[EXTRACT PROVIDED Boundary: Start]

I am filling in for my mom for two weeks.
She is a serving a mission in the local mission office for a year.
Problem was that when she was called she had already booked a two week cruise to the greek isles. I know....tough break but someone has to float around in a 5 star ship being served lobster tails and caviar and it was her turn I guess. (If you want an idea of what it looks like where she is then watch the movie mamma mia. That's where she is floating.
I get to stay here.
Before I start to sound so whiny...it does have it's advantages.
I have been a SAHM for 22 years now.
When I first started blogging I had no idea what SAHM was. Everytime I would read it on someone's blog I would make up my own definition.
Santa and his mama
Stay away, have measles
Sarcastic and have meatballs
Sad and/or happy mentally
Well you get the point....sorry I digress. (Just in case I am not the only retard on the planet it means Stay at home mother.....which would have been a handy phrase when my mom asked me to sub for her.....I could have just spewed out...SAHM)
Anyway I have enjoyed parts of the last few days.

[EXTRACT PROVIDED Boundary: End]

TASKS FOR THIS EXERCISE ::
a) How many years does the blog post say the writer has been a SAHM?
b) What made-up definitions of SAHM does the blog post list?
c) Carry on the blog post about filling in at the mission office from the point where it stops.

[SOURCE DATA Boundary: Start]

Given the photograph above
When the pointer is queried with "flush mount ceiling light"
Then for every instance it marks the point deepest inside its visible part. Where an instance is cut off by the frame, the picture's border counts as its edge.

[SOURCE DATA Boundary: End]

TASK-BY-TASK RESULTS ::
a) 22 years.

b)
- Santa and his mama
- Stay away, have measles
- Sarcastic and have meatballs
- Sad and/or happy mentally

c)
My favorite part is when I get to the office. I am the first to arrive and am ususally here for the first hour or so by myself. I open the door, open the blinds, sit down at my computer and
stare.
I stare out the window.
I am pacing my work because there is not enough to keep me busy for the whole day. Other than answering the phone which only rings a few times a day, the chores my mother left for me take only about an hour or two total. I want to save my work until everyone gets here so I won't feel left out or appear to be a slacker.
That's ok with me though. I have found that my life is missing a good staring session. It's theraputic. Being my own boss these past 22 years as a SAHM has made me realize that I tend to fill my mind with noise. When my kids were small it was just the noise that they made...ALL DAY! Sometimes I thought my brain would explode from the constant noise. I began to just despise the word "mom". They would say it over and over and over. Sometimes they would say mom...mom...(me: what?)....mom...mom...(me: yes?) mom....mom...(me:WHAT!!!!) oh I didn't hear you....can I have a pop tart? I longed for peace and quiet. Then when they all started to peel off to their own little worlds at school, I would turn on the TV or the radio...so accustomed to the noise that I subconciously filled their void.
1 comment:
Hee hee hee . . . really cute post! Sounds like you have the system all figured out! I always tried to figure out where I fit in, SAHMWWANTAW (stay at home mom who works all night twice a week) was just way too much of a mouthful. Anyway, that's great you're filling in for your mom!